Jawablah pertanyaan berikut berdasarkan bacaan tentang larangan mudik.
(a) Apa jabatan Tulus Abadi?
(b) Pada hari dan tanggal berapa Tulus menyampaikan siaran pers?
(c) Berapa pemudik di Cilacap yang terbukti positif Covid-19, dan jasa apa yang mereka gunakan?

Teks Bacaan:
--------------------

Jakarta – Pemerintah diminta konsisten dalam memberikan bantuan jaring pengaman sosial pada warga yang tidak mudik dan dalam kesulitan ekonomi saat pandemi virus corona Covid-19.
Pemerintah telah melarang masyarakat untuk mudik, pulang kampung, atau apa pun namanya. Dalam konteks pengendalian wabah Covid-19 agar tidak menyebar ke berbagai daerah, kebijakan ini hal yang sejalan dengan protokol kesehatan.
Bahkan putusan larangan mudik, sejatinya terlambat, karena sudah banyak warga yang pulang kampung. Ketua Pengurus Harian YLKI Tulus Abadi mengingatkan masyarakat, jangan mencoba main kucing-kucingan mengambil jalan tikus, untuk mengakali petugas.
“Ini tindakan yang amat membahayakan dirinya, keluarga, masyarakat dan petugas medis di kampungnya,” tutur Tulus dalam siaran pers, Rabu (29/4/2020).
Kasus di Cilacap, 7 (tujuh) orang pemudik yang menggunakan jasa mobil travel, terbukti semua positif Covid-19. “Kalau memang sangat urgen/harus mudik, sebaiknya masyarakat mudik secara legal, dengan mengurus surat-surat yang diperlukan,” sarannya.
Pemerintah diminta konsisten memberikan bantuan jaring pengaman sosial pada warga yang tidak mudik dan dalam kesulitan ekonomi.

--------------------

Data yang Tersedia:

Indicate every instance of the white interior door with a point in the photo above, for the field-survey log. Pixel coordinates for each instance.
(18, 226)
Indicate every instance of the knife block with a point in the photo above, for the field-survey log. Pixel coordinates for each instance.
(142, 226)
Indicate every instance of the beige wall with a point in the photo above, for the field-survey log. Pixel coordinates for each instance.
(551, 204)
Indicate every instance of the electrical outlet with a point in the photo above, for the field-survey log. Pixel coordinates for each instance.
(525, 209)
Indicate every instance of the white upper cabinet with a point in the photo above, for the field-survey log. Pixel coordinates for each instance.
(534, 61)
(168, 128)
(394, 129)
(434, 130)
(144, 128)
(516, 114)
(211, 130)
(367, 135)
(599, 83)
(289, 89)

--------------------

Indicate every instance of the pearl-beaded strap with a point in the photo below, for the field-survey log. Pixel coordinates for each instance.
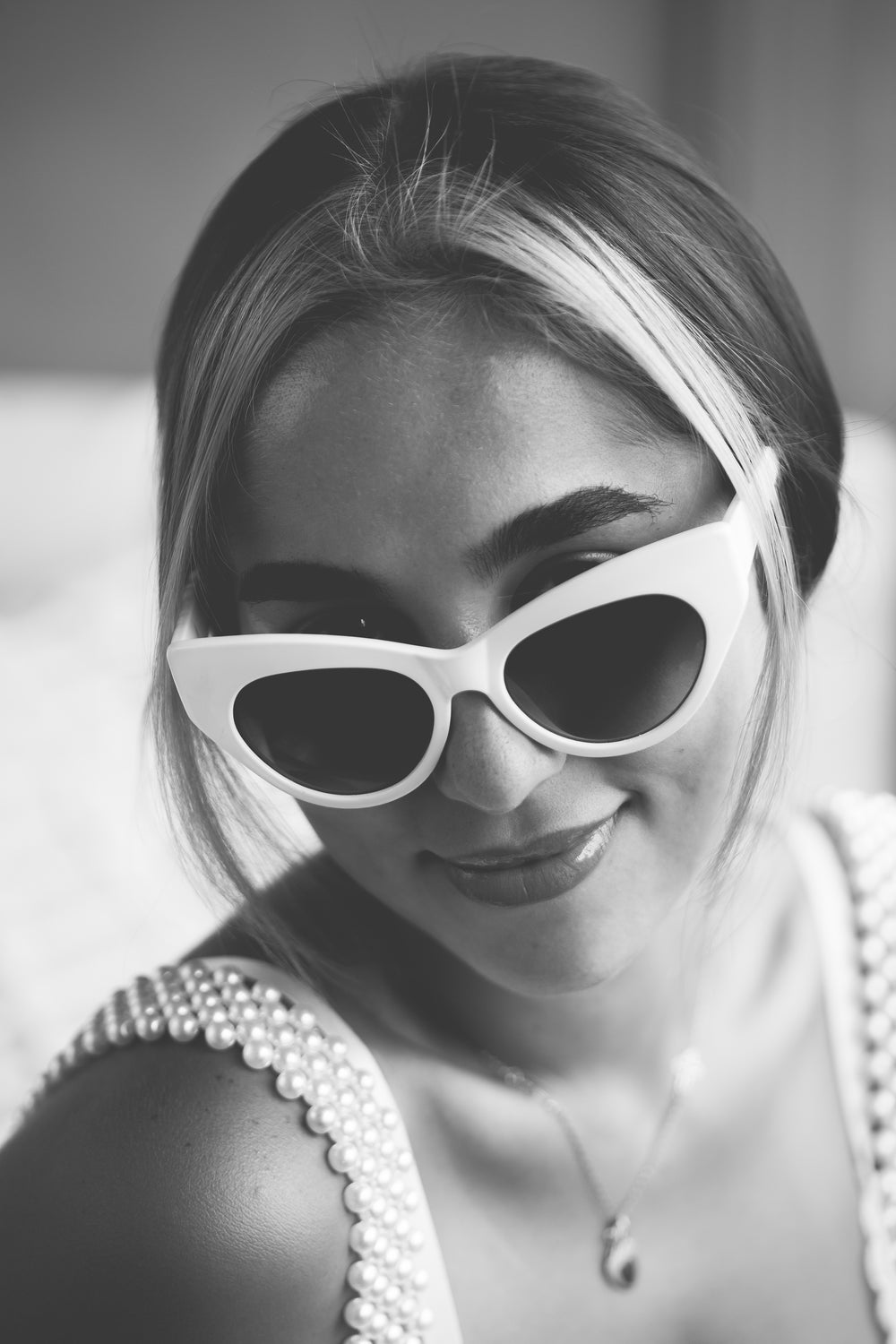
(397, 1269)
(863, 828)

--------------------

Hasil Latihan:
(a) Ketua Pengurus Harian YLKI.
(b) Rabu, 29 April 2020.
(c) Tujuh orang, dan mereka menggunakan jasa mobil travel.